◆ TASK REQUIREMENTS ◆
The reply should contain every entry below exactly as written, with no images.

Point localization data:
★ ★ ★

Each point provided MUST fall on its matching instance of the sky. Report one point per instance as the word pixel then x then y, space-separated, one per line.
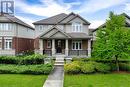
pixel 94 11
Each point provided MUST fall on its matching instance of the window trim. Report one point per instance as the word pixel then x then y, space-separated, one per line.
pixel 8 44
pixel 77 27
pixel 75 43
pixel 1 44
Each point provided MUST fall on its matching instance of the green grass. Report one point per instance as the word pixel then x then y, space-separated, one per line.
pixel 97 80
pixel 17 80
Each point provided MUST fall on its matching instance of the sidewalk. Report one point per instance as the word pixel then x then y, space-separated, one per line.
pixel 56 77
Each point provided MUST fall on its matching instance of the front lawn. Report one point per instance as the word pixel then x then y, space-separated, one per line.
pixel 17 80
pixel 97 80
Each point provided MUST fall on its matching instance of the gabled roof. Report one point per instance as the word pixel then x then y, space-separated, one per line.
pixel 52 20
pixel 6 18
pixel 53 33
pixel 127 22
pixel 60 19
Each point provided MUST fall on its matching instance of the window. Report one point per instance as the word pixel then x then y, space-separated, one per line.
pixel 48 44
pixel 0 43
pixel 5 27
pixel 8 43
pixel 76 27
pixel 76 45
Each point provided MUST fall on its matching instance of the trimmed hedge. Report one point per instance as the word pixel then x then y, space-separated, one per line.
pixel 101 60
pixel 86 67
pixel 73 68
pixel 25 69
pixel 23 60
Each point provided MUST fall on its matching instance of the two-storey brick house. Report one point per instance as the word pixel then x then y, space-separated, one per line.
pixel 63 34
pixel 15 35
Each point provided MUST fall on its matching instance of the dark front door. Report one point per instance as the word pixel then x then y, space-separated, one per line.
pixel 59 46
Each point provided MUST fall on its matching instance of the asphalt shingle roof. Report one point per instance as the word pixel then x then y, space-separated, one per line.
pixel 60 19
pixel 10 18
pixel 52 20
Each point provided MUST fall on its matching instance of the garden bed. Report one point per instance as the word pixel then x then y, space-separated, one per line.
pixel 18 80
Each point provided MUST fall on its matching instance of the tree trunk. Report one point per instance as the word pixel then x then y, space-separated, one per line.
pixel 117 64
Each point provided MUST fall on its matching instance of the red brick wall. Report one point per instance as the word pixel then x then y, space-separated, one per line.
pixel 22 44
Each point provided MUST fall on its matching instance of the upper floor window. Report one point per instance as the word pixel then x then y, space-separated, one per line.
pixel 76 45
pixel 5 27
pixel 8 43
pixel 77 27
pixel 41 27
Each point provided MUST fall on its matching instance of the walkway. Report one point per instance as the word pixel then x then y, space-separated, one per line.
pixel 56 77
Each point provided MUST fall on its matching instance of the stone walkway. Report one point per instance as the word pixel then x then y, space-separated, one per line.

★ ★ ★

◆ REPLY TO THE TASK ◆
Each point provided MUST fall on its matching instance of the sky. Report one point per instance as the word pixel then x then y, space-separated, one per line.
pixel 94 11
Each point provided MUST fall on its matching instance of the window trim. Report one point per instance as the word pixel then x then y, space-separated, one per line.
pixel 8 44
pixel 77 27
pixel 75 43
pixel 1 44
Each point provided MUST fall on its matching instance of the green grass. Report one point per instance as the word pixel then x then y, space-separated, one per line.
pixel 97 80
pixel 17 80
Each point provided MUST fall on its matching instance of the sidewalk. Report one point per instance as the word pixel then x then y, space-separated, one per line.
pixel 56 77
Each point provided MUST fall on its matching instance of the front lawn. Report one point per instance as the word pixel then x then y, space-separated, one per line.
pixel 17 80
pixel 97 80
Each point provided MUST fall on its matching instance of the gabled roof. Report one point per instance as the word pixel then x then y, space-separated, one per line.
pixel 52 20
pixel 6 18
pixel 53 33
pixel 127 22
pixel 60 19
Each point provided MUST fall on its matching instance of the window. Report one point per instance as the word pixel then x then y, space-separated, one per line.
pixel 48 44
pixel 0 43
pixel 5 27
pixel 8 43
pixel 76 27
pixel 76 45
Each point provided MUST fall on its matching instance of the trimmed hedge. Report one point per instance as the word pixel then x then y, space-separated, one per line.
pixel 101 60
pixel 86 67
pixel 73 68
pixel 25 69
pixel 23 60
Each point provided MUST fall on its matching instance of the two-storey brick house. Report one point per instance as the word pixel then x then y, space-separated, one per line.
pixel 63 34
pixel 15 35
Each point provided MUST fall on its matching instance of the dark front door. Report one point per instance as the word pixel then x then y, space-separated, one per line.
pixel 59 46
Each point provided MUST fall on its matching instance of the asphalt shingle roof. Report one point per instance as the word pixel then x then y, space-separated, one per line.
pixel 60 19
pixel 10 18
pixel 52 20
Each point provided MUST fall on its matching instance of the garden bed. Report one point per instance as the word pixel then x then y, space-separated, one per line.
pixel 18 80
Each point provided MUST fall on its matching instance of the tree trunk. Report one point per instance as the word pixel then x then y, space-separated, one per line.
pixel 117 64
Each point provided MUST fall on its matching instance of the red brick wall. Report one point per instance as the word pixel then x then y, space-separated, one per line.
pixel 22 44
Each point provided MUST fall on its matching instance of the upper floor window. Report one point per instance as the word pixel then x then y, space-separated, one per line.
pixel 76 45
pixel 5 27
pixel 8 43
pixel 77 27
pixel 41 27
Each point provided MUST fall on its matching instance of the walkway. Report one point per instance as the word pixel then x then y, space-separated, one per line.
pixel 56 77
Each point provided MUST fall on its matching instance of the stone walkway. Report one point per instance as the word pixel then x then y, space-separated, one per line.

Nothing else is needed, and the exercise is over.